SHORT EXERCISE -> Please pick out and copy every line in the items below that contains the string "trim". Case counts.

(Bounding-box records)
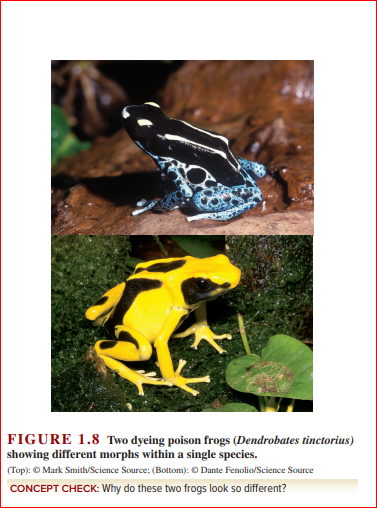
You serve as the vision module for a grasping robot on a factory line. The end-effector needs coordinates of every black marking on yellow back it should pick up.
[181,277,230,305]
[99,340,118,349]
[134,259,186,275]
[118,330,139,349]
[92,296,109,307]
[105,278,162,333]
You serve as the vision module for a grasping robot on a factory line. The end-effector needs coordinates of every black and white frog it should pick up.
[122,102,266,221]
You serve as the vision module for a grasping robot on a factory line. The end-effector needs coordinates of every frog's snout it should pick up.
[122,106,131,118]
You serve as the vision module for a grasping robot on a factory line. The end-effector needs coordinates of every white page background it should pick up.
[1,2,376,506]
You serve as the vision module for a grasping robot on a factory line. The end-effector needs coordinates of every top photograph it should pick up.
[51,60,314,235]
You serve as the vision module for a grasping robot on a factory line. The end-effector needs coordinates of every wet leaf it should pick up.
[226,335,313,400]
[202,402,259,413]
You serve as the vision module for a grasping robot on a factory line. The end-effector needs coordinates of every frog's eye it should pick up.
[137,118,153,127]
[194,279,211,291]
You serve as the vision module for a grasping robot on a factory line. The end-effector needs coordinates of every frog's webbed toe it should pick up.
[172,323,232,355]
[156,360,211,397]
[132,199,158,215]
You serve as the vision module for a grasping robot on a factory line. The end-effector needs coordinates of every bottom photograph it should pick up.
[51,235,313,412]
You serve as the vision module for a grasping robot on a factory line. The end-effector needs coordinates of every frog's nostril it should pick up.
[122,108,131,118]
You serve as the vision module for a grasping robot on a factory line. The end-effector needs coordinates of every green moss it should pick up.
[228,235,313,355]
[51,236,312,412]
[51,236,132,375]
[51,362,129,413]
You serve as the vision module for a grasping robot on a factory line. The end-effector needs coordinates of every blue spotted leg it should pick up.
[132,163,193,215]
[187,185,262,221]
[237,161,266,182]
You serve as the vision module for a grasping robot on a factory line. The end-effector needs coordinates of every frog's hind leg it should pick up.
[85,282,126,326]
[237,161,266,182]
[94,325,172,395]
[187,185,262,222]
[172,303,232,355]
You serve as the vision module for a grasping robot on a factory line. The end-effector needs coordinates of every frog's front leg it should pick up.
[94,325,172,395]
[172,303,232,355]
[237,161,266,181]
[132,165,193,215]
[187,185,262,221]
[154,308,210,395]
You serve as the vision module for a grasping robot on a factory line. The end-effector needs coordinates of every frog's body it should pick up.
[122,102,266,221]
[85,254,241,395]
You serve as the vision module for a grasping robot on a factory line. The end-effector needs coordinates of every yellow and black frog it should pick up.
[85,254,241,395]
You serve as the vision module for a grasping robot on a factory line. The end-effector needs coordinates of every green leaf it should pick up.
[170,235,222,259]
[226,335,313,400]
[51,104,91,167]
[126,256,145,268]
[202,402,259,413]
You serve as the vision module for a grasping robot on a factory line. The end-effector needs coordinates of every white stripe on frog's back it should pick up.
[158,157,217,192]
[165,120,240,172]
[165,134,227,159]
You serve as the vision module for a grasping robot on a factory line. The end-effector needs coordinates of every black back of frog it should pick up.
[122,103,244,186]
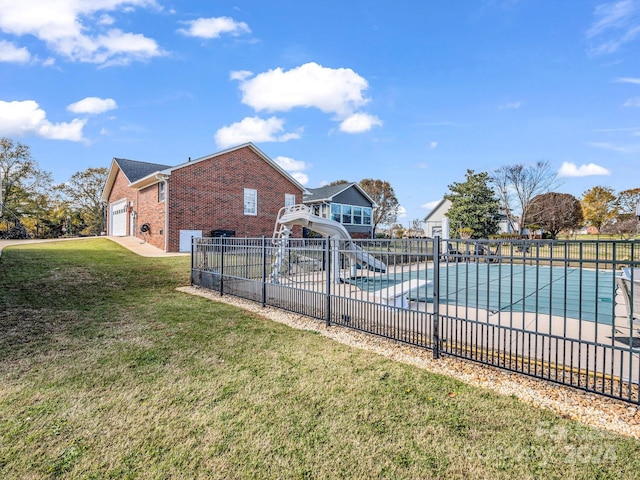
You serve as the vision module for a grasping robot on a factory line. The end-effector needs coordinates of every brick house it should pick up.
[102,143,307,252]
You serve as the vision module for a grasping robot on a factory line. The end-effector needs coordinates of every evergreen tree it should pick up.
[444,170,500,238]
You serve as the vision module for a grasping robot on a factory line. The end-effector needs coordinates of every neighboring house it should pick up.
[304,183,377,238]
[102,143,307,252]
[424,198,451,238]
[424,198,513,238]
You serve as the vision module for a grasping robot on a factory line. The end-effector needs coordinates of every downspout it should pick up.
[156,174,169,252]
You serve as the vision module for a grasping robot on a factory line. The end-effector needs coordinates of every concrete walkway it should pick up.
[0,237,189,257]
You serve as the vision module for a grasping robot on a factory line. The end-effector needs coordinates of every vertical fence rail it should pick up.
[432,236,440,359]
[191,237,640,404]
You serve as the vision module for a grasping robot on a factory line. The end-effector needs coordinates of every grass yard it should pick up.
[0,239,640,479]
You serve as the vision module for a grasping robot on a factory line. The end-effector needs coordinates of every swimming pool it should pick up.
[347,263,615,324]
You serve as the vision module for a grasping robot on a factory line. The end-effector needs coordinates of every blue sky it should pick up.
[0,0,640,225]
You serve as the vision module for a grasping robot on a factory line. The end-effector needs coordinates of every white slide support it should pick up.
[273,205,387,281]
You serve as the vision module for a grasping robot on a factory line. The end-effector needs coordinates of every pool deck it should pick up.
[262,265,640,383]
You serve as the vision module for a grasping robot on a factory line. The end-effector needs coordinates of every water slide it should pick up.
[273,205,387,284]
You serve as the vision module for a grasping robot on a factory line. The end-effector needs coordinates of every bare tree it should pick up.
[491,161,558,234]
[56,167,107,235]
[582,185,618,233]
[360,178,400,232]
[528,192,583,238]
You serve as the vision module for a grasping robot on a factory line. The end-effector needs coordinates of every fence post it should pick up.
[262,235,267,307]
[220,237,225,296]
[324,236,332,327]
[433,235,440,360]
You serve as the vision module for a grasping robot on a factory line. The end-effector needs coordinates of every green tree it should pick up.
[360,178,400,232]
[56,167,107,235]
[0,137,53,233]
[490,162,557,234]
[618,188,640,218]
[444,170,500,238]
[582,186,618,232]
[529,192,584,238]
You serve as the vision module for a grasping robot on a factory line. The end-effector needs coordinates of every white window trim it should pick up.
[284,193,296,207]
[244,188,258,217]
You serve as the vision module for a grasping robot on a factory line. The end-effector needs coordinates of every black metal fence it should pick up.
[191,237,640,404]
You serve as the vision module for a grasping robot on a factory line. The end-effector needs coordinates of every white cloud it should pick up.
[588,142,640,154]
[178,17,251,38]
[587,0,640,55]
[274,156,309,185]
[0,100,86,142]
[0,40,31,63]
[622,97,640,107]
[240,62,369,118]
[340,113,382,133]
[67,97,118,114]
[214,117,300,148]
[0,0,165,65]
[291,172,309,186]
[229,70,253,81]
[614,77,640,85]
[420,200,441,211]
[498,102,522,110]
[558,162,611,177]
[274,155,308,172]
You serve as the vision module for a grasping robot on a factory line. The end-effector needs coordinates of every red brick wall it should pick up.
[107,168,136,235]
[168,147,302,252]
[135,184,166,250]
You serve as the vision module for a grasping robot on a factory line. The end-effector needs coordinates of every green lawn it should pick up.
[0,239,640,479]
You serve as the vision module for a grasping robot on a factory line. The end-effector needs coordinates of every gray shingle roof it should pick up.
[114,158,171,183]
[304,183,353,201]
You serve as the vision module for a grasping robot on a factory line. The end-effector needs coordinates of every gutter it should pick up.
[156,173,169,253]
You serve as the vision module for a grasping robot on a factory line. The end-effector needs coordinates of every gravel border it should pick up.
[177,287,640,438]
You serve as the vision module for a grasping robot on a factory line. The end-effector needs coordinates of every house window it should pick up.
[331,203,341,222]
[244,188,258,215]
[362,207,371,225]
[284,193,296,207]
[353,207,362,225]
[342,205,351,224]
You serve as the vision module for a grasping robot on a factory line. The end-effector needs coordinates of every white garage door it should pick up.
[110,200,127,237]
[180,230,202,252]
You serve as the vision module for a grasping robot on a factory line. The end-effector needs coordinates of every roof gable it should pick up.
[114,158,169,183]
[102,143,309,202]
[167,142,308,194]
[304,182,378,207]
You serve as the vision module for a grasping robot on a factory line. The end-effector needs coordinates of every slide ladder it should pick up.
[271,204,387,283]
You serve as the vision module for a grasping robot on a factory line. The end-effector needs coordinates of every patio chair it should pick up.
[442,242,462,262]
[474,243,500,263]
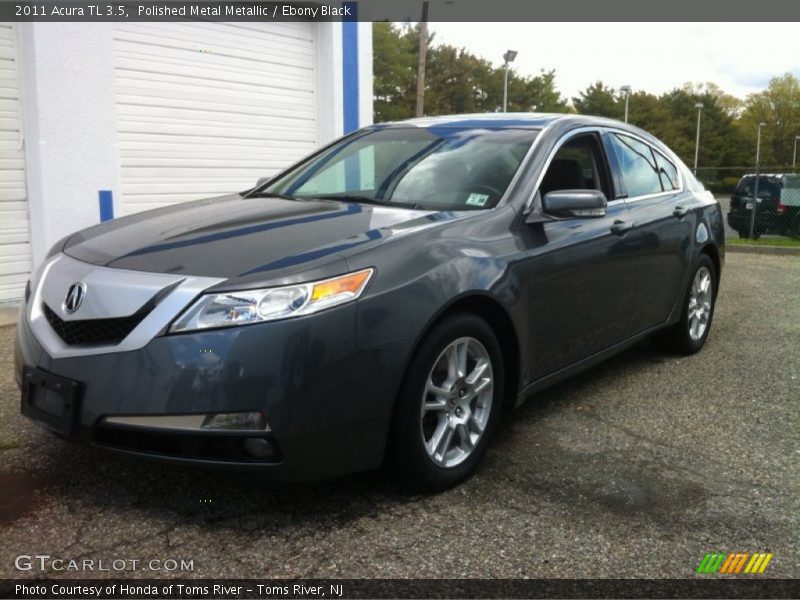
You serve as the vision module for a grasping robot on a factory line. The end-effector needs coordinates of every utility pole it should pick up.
[619,85,631,123]
[694,102,703,177]
[503,50,517,112]
[417,0,428,117]
[750,123,767,239]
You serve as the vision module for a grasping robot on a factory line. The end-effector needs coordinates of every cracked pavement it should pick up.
[0,253,800,578]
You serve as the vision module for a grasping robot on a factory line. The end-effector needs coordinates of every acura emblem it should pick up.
[64,283,86,313]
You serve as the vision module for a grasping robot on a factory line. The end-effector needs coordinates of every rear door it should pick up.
[606,132,696,332]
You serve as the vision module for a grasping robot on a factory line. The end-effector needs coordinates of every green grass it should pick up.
[725,237,800,248]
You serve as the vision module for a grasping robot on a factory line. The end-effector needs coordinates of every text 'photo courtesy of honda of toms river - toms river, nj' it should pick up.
[16,114,724,490]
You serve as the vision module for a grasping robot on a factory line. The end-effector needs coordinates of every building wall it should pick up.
[3,23,372,302]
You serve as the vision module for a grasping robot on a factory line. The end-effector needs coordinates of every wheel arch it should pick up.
[396,290,520,409]
[700,243,722,293]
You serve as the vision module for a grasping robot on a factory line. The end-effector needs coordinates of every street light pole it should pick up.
[415,1,428,117]
[750,122,767,239]
[694,102,703,177]
[619,85,631,123]
[503,50,517,112]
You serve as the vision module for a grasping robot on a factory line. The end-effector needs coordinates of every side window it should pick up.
[610,133,663,198]
[539,134,611,198]
[653,150,678,190]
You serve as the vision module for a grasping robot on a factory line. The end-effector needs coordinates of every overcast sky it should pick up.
[429,23,800,98]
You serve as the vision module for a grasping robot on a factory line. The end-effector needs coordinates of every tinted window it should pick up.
[539,135,611,196]
[653,150,678,190]
[736,175,782,198]
[264,127,537,210]
[611,134,662,198]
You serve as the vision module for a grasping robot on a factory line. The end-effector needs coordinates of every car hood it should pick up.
[63,195,458,279]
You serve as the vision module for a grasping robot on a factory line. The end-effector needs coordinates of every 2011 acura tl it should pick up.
[16,114,724,489]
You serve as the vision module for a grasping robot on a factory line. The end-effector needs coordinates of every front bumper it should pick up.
[15,305,410,481]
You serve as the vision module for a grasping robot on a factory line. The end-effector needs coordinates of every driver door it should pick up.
[522,131,636,381]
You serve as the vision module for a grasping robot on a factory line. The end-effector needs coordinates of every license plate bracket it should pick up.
[21,367,80,435]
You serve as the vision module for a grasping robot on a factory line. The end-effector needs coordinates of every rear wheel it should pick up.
[654,254,717,354]
[389,314,504,491]
[737,229,761,240]
[787,213,800,239]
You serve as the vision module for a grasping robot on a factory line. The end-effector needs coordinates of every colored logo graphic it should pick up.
[697,552,772,575]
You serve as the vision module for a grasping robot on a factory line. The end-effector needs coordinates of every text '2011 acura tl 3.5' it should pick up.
[16,114,724,489]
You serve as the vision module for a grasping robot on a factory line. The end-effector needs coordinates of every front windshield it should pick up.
[260,127,538,210]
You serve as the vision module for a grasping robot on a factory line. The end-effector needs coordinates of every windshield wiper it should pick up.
[314,194,422,210]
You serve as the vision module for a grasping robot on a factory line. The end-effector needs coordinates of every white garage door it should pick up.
[0,23,31,302]
[114,22,317,214]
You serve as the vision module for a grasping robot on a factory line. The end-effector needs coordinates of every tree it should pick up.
[572,81,625,119]
[737,73,800,167]
[372,22,419,122]
[373,23,568,122]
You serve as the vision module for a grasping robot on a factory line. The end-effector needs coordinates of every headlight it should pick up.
[170,269,374,332]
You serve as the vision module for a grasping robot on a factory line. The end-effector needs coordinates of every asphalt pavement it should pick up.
[0,253,800,578]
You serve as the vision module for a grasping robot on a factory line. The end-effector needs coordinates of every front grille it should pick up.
[42,302,155,346]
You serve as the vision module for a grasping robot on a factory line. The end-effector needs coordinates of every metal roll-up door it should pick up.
[114,21,317,214]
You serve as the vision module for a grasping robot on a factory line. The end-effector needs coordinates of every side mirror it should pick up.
[542,190,608,218]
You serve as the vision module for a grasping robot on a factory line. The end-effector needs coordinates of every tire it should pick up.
[653,254,717,355]
[388,313,504,491]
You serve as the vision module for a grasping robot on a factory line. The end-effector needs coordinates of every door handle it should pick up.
[611,221,636,235]
[672,206,689,219]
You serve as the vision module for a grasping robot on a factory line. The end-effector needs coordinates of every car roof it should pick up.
[368,112,655,139]
[384,113,568,129]
[742,173,798,179]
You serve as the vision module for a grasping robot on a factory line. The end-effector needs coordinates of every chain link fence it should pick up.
[697,166,800,240]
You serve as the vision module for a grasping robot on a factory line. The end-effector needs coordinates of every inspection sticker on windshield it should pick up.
[467,192,489,206]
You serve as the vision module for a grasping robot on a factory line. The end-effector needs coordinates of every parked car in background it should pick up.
[16,114,724,489]
[728,173,800,239]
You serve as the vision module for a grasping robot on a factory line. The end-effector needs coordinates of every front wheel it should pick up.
[654,254,717,354]
[388,314,504,491]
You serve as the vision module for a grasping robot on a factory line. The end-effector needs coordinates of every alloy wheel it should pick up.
[687,266,714,342]
[420,337,494,468]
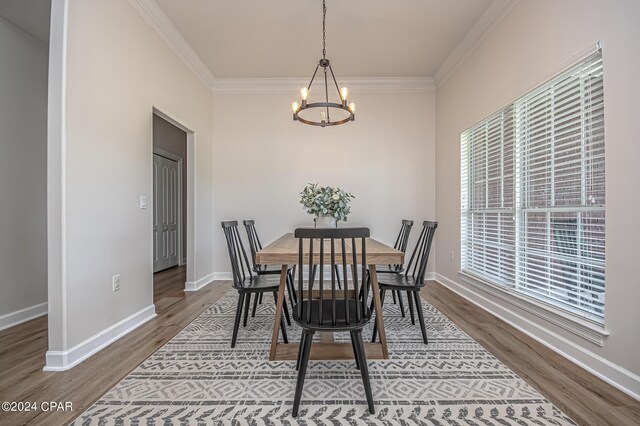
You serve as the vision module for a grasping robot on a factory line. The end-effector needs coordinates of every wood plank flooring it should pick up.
[422,282,640,426]
[0,274,640,426]
[0,267,231,426]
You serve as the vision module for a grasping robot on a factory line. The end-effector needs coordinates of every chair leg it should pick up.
[398,291,405,318]
[351,330,375,414]
[413,291,429,345]
[276,293,291,325]
[287,272,296,308]
[291,330,314,417]
[289,265,298,308]
[273,291,291,325]
[231,293,244,348]
[371,289,387,343]
[351,333,360,370]
[296,330,307,371]
[251,293,262,318]
[407,292,416,325]
[242,293,251,327]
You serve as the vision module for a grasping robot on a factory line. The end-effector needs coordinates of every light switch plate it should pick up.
[111,274,120,292]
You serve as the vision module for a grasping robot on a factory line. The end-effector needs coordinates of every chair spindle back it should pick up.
[222,220,253,287]
[242,220,265,272]
[405,220,438,283]
[294,228,371,329]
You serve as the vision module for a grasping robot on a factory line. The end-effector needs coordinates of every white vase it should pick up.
[314,215,338,228]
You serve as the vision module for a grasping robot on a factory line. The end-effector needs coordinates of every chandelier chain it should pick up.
[322,0,327,59]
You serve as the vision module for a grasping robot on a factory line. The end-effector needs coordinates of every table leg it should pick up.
[269,265,288,361]
[369,265,389,359]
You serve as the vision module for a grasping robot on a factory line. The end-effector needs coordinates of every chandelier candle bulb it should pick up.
[340,87,349,101]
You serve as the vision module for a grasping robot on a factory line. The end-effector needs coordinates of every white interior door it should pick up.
[153,154,181,272]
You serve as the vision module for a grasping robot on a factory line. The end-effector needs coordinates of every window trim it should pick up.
[458,41,609,326]
[458,270,610,347]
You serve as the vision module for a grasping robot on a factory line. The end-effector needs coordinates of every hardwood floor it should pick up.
[0,267,231,426]
[422,282,640,426]
[0,274,640,425]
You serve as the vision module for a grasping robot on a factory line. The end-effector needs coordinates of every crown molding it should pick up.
[434,0,520,88]
[213,77,435,94]
[129,0,214,88]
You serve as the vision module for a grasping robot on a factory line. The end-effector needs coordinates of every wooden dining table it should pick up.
[256,233,404,361]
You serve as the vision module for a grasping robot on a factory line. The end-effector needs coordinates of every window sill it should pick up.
[458,271,609,346]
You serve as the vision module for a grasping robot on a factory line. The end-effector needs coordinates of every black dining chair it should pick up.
[376,219,413,318]
[371,220,438,344]
[291,228,375,417]
[222,220,291,348]
[242,220,296,317]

FINISHED TASK ->
You serve as the vision module for a grasping robot on a factory line. The end-effector needs coordinates of every white window trim it should pick up.
You serve as the vision module for a grasping robot on a factory line. The end-effector needs coordinates of every window trim it should pick up.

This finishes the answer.